┏━━
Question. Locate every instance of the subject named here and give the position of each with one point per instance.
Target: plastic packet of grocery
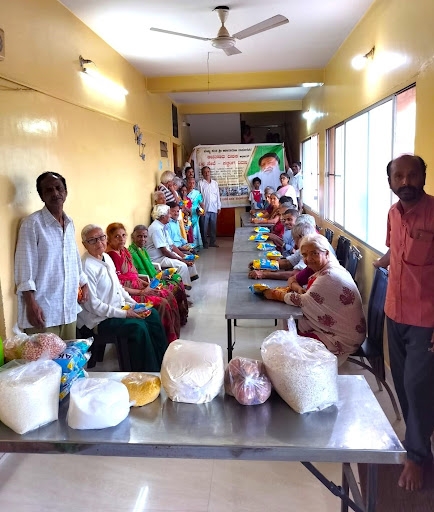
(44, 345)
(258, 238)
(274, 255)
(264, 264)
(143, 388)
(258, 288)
┗━━
- YOUR OBJECTIVE
Word for word, copy out each record; do not include pictures.

- RESPONSE BELOW
Question. Locate every instance of the subject named here and give the position of each with one point per instance.
Target: plastic packet of grocery
(44, 345)
(258, 238)
(274, 255)
(264, 264)
(143, 388)
(258, 288)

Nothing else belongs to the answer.